Problem statement —
Only the lines from the one containing "Verification task. The ceiling" through the end of the entries should be repeated, exactly as they appear, first and last included.
START Records to process
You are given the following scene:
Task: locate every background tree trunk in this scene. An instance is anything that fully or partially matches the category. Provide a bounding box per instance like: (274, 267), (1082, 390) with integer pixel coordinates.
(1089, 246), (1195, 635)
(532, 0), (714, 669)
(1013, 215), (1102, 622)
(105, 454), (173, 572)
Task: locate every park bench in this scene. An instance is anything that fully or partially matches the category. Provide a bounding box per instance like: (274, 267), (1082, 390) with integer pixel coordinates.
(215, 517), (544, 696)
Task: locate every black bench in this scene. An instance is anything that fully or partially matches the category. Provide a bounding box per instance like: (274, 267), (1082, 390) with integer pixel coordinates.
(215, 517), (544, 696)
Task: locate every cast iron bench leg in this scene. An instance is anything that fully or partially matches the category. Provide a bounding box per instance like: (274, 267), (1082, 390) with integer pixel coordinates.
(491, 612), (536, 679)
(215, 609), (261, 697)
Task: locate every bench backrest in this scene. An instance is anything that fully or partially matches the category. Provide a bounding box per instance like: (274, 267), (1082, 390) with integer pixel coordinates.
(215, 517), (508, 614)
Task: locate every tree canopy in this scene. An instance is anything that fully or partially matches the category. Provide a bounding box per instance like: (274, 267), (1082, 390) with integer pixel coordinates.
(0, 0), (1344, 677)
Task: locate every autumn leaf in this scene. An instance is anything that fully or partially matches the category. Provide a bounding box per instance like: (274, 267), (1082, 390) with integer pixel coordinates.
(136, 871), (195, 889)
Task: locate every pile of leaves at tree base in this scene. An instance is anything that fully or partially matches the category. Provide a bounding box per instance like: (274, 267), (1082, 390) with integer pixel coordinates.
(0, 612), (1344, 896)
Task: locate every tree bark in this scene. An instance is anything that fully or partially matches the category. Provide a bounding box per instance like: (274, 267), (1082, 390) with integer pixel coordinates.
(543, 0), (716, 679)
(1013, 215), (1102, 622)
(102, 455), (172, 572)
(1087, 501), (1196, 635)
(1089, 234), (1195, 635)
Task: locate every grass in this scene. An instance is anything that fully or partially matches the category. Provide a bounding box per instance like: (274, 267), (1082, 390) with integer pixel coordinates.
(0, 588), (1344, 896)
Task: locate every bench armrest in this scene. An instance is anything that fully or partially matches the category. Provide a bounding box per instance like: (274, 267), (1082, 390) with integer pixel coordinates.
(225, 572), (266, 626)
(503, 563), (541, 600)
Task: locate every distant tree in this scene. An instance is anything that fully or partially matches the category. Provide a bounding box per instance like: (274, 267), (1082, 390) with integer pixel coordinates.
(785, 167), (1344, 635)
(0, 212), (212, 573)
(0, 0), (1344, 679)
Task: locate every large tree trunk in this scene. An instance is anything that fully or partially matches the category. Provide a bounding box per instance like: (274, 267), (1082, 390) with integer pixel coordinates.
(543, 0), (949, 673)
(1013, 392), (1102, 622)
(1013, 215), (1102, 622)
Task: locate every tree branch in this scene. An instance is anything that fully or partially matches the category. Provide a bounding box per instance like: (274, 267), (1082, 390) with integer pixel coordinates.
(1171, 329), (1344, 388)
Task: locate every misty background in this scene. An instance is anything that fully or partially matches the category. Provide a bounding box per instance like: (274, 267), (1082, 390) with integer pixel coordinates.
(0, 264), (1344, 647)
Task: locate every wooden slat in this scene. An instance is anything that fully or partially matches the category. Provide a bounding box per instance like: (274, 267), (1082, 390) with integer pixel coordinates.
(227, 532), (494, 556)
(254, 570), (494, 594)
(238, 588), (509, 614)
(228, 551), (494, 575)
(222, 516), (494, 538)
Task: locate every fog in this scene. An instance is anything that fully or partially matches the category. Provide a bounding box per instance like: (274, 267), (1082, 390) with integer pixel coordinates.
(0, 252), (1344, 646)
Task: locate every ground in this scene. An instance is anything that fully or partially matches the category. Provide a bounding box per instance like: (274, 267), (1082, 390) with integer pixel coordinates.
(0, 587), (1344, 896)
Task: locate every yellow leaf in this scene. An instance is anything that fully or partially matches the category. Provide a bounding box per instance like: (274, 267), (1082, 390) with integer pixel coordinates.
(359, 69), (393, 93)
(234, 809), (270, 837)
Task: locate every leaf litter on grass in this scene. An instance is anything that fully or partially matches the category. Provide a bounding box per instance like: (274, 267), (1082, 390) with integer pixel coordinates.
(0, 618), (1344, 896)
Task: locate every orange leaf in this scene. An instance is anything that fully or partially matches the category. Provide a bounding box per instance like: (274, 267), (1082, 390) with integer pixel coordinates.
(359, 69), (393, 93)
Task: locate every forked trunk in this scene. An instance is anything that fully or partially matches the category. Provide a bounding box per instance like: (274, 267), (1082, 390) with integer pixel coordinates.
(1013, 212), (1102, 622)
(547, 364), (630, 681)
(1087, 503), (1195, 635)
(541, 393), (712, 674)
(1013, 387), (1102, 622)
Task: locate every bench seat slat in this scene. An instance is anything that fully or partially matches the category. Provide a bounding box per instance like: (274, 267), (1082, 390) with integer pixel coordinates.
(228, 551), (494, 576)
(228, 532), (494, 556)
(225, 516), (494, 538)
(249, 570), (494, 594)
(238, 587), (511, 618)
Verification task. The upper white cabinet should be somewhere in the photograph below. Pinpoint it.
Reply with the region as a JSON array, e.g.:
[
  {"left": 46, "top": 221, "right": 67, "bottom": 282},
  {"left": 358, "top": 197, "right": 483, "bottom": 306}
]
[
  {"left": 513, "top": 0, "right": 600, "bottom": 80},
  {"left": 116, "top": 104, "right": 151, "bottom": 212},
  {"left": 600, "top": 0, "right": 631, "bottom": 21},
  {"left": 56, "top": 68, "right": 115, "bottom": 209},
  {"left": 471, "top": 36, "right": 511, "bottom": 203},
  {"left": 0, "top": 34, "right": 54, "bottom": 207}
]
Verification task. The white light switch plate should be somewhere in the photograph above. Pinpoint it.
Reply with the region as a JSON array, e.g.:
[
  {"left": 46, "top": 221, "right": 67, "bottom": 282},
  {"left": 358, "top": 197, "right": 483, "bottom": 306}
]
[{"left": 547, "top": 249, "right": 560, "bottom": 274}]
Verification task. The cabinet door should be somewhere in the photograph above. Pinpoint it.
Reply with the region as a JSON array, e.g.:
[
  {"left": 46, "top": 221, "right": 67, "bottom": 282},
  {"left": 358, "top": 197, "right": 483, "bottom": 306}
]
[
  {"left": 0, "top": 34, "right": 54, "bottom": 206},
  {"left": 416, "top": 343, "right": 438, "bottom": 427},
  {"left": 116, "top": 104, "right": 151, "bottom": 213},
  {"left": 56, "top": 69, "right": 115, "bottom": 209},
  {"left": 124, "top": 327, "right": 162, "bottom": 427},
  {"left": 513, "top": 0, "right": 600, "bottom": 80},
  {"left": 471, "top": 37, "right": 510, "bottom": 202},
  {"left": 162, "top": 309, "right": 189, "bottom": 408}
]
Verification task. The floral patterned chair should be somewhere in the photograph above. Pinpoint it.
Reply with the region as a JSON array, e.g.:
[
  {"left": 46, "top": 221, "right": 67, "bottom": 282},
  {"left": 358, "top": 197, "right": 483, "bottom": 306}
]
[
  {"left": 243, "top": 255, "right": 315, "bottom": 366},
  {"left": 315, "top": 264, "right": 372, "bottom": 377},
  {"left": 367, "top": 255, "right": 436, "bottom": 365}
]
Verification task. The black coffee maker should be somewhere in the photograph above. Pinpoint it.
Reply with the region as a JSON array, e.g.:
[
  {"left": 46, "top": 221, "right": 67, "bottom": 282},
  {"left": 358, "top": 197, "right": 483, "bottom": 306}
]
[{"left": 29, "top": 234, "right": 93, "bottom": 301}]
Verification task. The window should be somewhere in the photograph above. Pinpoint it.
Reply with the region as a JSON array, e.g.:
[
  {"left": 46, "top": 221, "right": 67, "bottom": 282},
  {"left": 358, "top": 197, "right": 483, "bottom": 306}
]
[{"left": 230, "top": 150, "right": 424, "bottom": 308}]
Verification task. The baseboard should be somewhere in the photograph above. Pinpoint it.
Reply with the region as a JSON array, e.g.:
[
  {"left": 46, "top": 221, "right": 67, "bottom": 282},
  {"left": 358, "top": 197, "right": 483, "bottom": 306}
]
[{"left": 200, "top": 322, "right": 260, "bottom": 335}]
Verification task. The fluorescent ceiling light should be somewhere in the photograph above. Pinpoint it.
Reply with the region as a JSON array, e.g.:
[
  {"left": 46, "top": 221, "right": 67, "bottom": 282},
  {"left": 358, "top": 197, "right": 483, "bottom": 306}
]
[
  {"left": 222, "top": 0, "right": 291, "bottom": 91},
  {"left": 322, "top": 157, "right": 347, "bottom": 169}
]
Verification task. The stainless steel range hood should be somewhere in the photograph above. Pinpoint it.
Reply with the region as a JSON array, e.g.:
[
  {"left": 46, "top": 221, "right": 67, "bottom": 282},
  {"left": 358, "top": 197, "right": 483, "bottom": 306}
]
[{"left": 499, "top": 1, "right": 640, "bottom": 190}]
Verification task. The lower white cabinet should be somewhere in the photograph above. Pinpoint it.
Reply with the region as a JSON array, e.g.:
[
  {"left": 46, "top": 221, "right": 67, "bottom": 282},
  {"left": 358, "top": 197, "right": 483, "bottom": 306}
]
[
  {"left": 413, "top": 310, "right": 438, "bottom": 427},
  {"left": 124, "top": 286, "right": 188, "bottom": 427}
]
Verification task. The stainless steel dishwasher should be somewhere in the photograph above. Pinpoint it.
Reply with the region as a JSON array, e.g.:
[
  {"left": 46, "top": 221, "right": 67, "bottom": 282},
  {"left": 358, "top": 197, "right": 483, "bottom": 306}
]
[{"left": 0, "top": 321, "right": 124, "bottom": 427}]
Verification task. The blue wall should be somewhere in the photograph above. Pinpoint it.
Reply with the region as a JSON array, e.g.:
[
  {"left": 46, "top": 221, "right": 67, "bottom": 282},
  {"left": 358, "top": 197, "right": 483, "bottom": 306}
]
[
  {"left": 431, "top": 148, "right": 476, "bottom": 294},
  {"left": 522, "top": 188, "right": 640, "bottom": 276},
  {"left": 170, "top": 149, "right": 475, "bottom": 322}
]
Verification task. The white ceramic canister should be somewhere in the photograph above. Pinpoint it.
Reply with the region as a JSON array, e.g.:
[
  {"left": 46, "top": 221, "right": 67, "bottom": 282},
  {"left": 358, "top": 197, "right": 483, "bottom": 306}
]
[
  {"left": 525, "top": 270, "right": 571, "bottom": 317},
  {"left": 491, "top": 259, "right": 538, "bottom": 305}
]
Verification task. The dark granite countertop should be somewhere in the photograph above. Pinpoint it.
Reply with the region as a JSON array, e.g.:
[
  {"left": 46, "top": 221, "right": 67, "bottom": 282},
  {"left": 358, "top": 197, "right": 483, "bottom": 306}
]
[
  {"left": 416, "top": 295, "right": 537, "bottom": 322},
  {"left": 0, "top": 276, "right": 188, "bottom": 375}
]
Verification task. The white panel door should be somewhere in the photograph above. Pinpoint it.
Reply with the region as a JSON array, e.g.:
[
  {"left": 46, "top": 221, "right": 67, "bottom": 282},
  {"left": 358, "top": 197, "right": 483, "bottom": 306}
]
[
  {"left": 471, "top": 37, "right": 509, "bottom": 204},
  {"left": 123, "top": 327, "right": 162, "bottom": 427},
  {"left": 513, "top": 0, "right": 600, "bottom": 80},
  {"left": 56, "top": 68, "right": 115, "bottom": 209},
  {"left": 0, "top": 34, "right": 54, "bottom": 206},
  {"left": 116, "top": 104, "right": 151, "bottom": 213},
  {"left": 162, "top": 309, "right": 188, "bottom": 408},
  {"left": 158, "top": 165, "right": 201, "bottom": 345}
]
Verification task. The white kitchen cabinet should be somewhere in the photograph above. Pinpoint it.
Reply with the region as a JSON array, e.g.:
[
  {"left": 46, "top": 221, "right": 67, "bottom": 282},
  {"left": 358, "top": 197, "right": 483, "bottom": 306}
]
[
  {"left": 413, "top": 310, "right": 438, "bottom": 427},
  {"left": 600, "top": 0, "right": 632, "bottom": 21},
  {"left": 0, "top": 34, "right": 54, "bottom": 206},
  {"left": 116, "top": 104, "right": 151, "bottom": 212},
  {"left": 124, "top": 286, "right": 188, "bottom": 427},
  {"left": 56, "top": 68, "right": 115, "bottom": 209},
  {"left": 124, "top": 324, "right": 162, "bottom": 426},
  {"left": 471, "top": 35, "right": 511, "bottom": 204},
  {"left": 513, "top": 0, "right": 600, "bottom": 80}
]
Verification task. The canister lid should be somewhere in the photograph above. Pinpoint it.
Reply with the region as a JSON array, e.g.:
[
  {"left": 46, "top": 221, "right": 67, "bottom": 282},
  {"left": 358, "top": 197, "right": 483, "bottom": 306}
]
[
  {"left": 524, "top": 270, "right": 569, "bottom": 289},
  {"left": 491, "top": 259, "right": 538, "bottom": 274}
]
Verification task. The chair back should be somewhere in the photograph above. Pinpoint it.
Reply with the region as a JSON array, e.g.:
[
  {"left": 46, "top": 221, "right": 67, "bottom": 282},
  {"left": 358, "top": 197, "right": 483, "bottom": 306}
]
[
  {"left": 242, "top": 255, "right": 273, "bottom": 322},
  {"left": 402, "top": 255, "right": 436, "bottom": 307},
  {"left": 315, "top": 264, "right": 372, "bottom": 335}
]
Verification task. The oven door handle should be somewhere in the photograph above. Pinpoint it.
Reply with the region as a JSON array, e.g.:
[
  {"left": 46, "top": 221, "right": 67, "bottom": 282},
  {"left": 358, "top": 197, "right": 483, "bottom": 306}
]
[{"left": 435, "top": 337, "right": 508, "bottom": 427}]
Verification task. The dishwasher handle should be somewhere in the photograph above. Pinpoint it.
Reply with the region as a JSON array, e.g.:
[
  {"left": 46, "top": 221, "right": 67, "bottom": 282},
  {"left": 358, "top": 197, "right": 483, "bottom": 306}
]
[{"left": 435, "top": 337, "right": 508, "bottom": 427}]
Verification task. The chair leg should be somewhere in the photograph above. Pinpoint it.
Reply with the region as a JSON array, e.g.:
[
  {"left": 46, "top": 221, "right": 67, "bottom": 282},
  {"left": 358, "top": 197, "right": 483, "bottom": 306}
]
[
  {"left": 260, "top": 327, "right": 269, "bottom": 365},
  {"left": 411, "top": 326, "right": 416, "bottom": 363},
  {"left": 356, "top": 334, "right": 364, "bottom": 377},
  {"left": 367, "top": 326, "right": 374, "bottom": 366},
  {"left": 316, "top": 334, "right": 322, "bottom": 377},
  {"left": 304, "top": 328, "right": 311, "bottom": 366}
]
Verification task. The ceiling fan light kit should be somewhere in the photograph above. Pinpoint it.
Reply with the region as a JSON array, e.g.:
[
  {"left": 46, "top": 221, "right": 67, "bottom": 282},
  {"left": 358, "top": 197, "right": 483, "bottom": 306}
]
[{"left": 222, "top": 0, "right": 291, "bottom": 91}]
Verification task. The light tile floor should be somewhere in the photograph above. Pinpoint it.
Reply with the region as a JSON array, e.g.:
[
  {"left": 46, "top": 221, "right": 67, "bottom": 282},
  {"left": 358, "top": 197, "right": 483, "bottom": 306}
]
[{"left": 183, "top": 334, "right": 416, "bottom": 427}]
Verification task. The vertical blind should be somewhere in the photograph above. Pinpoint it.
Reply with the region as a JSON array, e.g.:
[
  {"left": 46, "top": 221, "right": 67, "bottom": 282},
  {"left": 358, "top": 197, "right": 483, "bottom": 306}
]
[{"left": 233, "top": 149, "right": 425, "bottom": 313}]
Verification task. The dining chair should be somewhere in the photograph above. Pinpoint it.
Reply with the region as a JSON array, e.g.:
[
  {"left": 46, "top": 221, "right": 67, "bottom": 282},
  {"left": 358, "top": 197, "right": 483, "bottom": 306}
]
END Records to process
Task answer —
Verification task. The ceiling fan light kit should be somewhere in the photograph above. Pinpoint it.
Reply with the region as a JSON array, e.g.:
[
  {"left": 46, "top": 221, "right": 67, "bottom": 282},
  {"left": 358, "top": 197, "right": 483, "bottom": 306}
]
[{"left": 222, "top": 0, "right": 291, "bottom": 91}]
Verification task. The light tile floor should be somewhere in the photograph above. Pinpoint it.
Reply with the region as a JSON array, e.g.:
[
  {"left": 46, "top": 221, "right": 67, "bottom": 282},
  {"left": 358, "top": 197, "right": 483, "bottom": 306}
]
[{"left": 183, "top": 334, "right": 416, "bottom": 427}]
Verification task. The vertical blind should be somewhere in the photograph above. Pinpoint it.
Reply with the region as a JSON array, e.g.:
[
  {"left": 46, "top": 221, "right": 67, "bottom": 282},
  {"left": 358, "top": 197, "right": 483, "bottom": 306}
]
[{"left": 233, "top": 149, "right": 425, "bottom": 313}]
Verification task. The dining chair should be somewhere in the photograph above. Pinpoint it.
Reply with the region as a JSON array, e.g.:
[
  {"left": 46, "top": 221, "right": 67, "bottom": 282},
  {"left": 358, "top": 197, "right": 483, "bottom": 306}
]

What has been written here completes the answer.